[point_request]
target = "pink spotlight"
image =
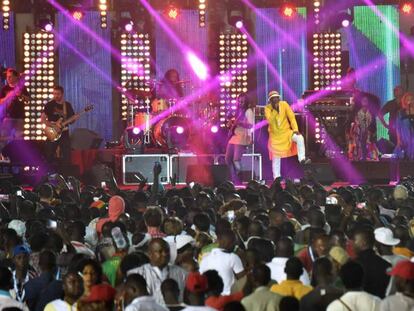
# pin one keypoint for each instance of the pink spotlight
(179, 130)
(214, 129)
(199, 68)
(129, 26)
(48, 27)
(239, 24)
(345, 23)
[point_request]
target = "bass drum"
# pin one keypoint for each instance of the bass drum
(173, 127)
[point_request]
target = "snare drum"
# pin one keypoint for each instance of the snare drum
(142, 120)
(159, 105)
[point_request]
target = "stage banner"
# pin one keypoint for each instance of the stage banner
(282, 63)
(172, 47)
(7, 50)
(374, 51)
(85, 69)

* **Set problem**: Print all of the lines above again, word for word, without the pictures.

* **Output for this task**:
[point_request]
target = "pink spotlight"
image =
# pin one keypoint for each instance of the pink spotlight
(179, 130)
(214, 129)
(199, 68)
(129, 26)
(48, 27)
(239, 24)
(345, 23)
[point_request]
target = "bass drum"
# pin one keypoint for each instance of the bass drum
(173, 127)
[point_request]
target = "snare drum"
# pin one keypoint for each instance of the snare drum
(142, 120)
(159, 105)
[point_request]
target = "stage banner"
# pin one keypoint for each instance of the stage banner
(282, 63)
(172, 47)
(7, 50)
(374, 51)
(85, 69)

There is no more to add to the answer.